--- THE INPUT ---

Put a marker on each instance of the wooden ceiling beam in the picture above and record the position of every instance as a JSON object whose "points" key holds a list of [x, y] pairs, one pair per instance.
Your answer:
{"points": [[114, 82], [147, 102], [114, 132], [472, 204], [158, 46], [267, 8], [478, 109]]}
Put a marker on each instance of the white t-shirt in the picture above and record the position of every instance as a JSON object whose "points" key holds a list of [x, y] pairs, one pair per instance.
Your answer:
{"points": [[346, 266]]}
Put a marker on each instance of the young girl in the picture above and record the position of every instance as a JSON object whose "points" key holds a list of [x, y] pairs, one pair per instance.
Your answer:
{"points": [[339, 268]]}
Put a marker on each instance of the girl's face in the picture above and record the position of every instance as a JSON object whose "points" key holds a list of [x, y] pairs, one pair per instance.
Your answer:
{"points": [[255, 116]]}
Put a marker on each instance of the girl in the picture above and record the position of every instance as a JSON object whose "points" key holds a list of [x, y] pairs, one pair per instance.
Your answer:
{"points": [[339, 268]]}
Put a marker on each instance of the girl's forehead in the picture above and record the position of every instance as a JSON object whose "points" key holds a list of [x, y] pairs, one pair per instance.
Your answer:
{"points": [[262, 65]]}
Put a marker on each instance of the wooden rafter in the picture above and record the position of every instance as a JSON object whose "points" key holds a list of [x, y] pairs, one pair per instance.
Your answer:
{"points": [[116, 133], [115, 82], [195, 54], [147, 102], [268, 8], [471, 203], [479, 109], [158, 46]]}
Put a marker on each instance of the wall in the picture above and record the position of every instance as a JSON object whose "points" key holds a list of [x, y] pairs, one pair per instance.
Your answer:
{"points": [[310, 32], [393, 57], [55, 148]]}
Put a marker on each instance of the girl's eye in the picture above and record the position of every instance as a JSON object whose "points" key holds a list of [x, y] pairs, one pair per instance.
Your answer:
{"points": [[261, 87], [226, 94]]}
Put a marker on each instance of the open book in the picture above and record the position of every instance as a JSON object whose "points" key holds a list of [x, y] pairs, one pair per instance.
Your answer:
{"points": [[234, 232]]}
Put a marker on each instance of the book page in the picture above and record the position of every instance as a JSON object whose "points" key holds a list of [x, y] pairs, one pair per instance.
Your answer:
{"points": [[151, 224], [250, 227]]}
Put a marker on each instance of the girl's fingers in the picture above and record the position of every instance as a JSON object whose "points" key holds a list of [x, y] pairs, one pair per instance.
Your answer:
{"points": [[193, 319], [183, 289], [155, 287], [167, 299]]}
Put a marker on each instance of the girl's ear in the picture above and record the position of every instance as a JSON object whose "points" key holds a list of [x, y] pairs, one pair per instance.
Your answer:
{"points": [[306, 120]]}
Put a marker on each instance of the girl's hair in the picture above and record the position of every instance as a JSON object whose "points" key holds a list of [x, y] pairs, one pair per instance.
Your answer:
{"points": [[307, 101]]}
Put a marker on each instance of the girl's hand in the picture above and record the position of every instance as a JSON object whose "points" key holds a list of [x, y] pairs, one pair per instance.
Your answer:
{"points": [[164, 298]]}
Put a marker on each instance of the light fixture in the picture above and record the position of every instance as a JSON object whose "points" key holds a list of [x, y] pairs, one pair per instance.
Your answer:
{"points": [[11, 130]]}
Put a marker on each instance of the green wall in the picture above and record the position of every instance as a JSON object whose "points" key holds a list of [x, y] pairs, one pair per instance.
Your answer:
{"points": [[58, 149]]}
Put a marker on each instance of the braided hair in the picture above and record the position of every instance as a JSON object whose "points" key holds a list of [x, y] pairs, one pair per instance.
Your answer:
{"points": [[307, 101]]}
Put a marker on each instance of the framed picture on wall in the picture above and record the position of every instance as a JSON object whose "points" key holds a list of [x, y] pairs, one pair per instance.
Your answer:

---

TASK DETAILS:
Transcribe the whole listing exactly.

SOLUTION TO THE EXERCISE:
Put a marker on each instance of the wooden ceiling beam in the picture above and record the position of every instance as a JSON object whose "points" key holds a list of [x, y] pairs, one pair per instance.
Your answer:
{"points": [[114, 82], [147, 102], [114, 132], [472, 204], [158, 46], [267, 8], [478, 109]]}
Put a marker on each instance of the white t-shirt in the picture above and record the position of every instance as a JSON object whose "points" key holds a list of [x, y] pairs, one pair per instance.
Your answer:
{"points": [[346, 266]]}
Put a marker on each instance of the young girl in the picture above and record the position of every instance as a JSON object whose "points" key holds a list of [x, y] pairs, one pair per instance.
Your answer:
{"points": [[339, 268]]}
Put a marker on each instance of the girl's face in the picture above and record the position of every instance as a JSON object whose "points" key holds a list of [x, y] pairs, one pair per instance.
Your answer:
{"points": [[255, 116]]}
Put a marker on each instance of the girl in the picture above and record the position of every instance as a JSON object whose "points" key holds a list of [x, y] pairs, one pair per instance.
Your answer:
{"points": [[339, 268]]}
Put a marker on each instance of the girl's forehead in the picture above and record the position of every instance as a JSON object whose "points" key holds a list of [x, y] pairs, one pair per instance.
Your answer:
{"points": [[262, 65]]}
Put a marker on each instance of the wooden rafter in the picture above and record the position of every instance as a JSON object whose "points" key holds a list of [x, y] pairs, one pair per instance.
Your answer:
{"points": [[116, 133], [115, 82], [195, 54], [147, 102], [268, 8], [471, 203], [479, 109], [158, 46]]}
Put a marker on each instance of the wall in the picture above and record the position of every instance as a JSON object whose "points" key holds a list of [x, y] pairs, one pair per instance.
Your answer:
{"points": [[310, 32], [393, 57], [55, 148]]}
Put a marker on each instance of the girl's eye in the picture above and record the position of every instance as a JSON object whose "points" key holds a list of [x, y] pairs, one pair per instance.
Your answer:
{"points": [[261, 87], [226, 94]]}
Put a marker on each instance of the open book in the picture above and record the position of every instance as a JSON object whose "points" key holds a list of [x, y] pairs, one pair per instance.
Your answer:
{"points": [[234, 232]]}
Put a marker on each instance of the book page in the picture above and record the position of every instance as a JSON object whose "points" key holds a list of [x, y] pairs, one pair per instance.
Your answer:
{"points": [[151, 224], [250, 227]]}
Put a marker on each instance of the girl's fingers in the picture above and record the position of every instance as a JSON object whose "points" key holds a list of [x, y] pairs, one pair per instance.
Your answer:
{"points": [[193, 319], [183, 289], [155, 287], [167, 299]]}
Put a marker on each instance of the girl's ear in the picture above and record the position of every instance as a JSON object whose "points" key holds a list of [x, y] pairs, one pair per instance.
Your answer:
{"points": [[306, 120]]}
Put a marker on each instance of the girl's hair in the picture above and record the position of every instance as a JSON object whose "points" key holds a list of [x, y] pairs, one pair per instance.
Your answer:
{"points": [[307, 101]]}
Put a marker on each instance of the girl's hand in the picture above and record the position of every instance as a JSON object whose "points" key holds a list of [x, y] pairs, one pair per instance.
Your answer:
{"points": [[164, 298]]}
Put a marker on each instance of the light fixture in the picture above and record the position of every instance as a JSON object whose "points" key holds a list of [x, y] pairs, one pair per instance.
Your answer:
{"points": [[11, 130]]}
Put a marker on each instance of the green wall in the picture above and record the position of every instance as a JSON object whose "points" key holds a list of [x, y] pairs, one pair per instance.
Your answer:
{"points": [[58, 149]]}
Put a marker on each instance of the braided hair in the picture above and record the position of every instance as a JSON object whose "points" key holds a list of [x, y] pairs, one pair per instance.
Your answer:
{"points": [[307, 101]]}
Put a marker on each instance of the framed picture on wall in the picture above and record the position of every instance as a JSON object whose "points" key holds a list of [x, y] pairs, one pair per instance.
Your answer:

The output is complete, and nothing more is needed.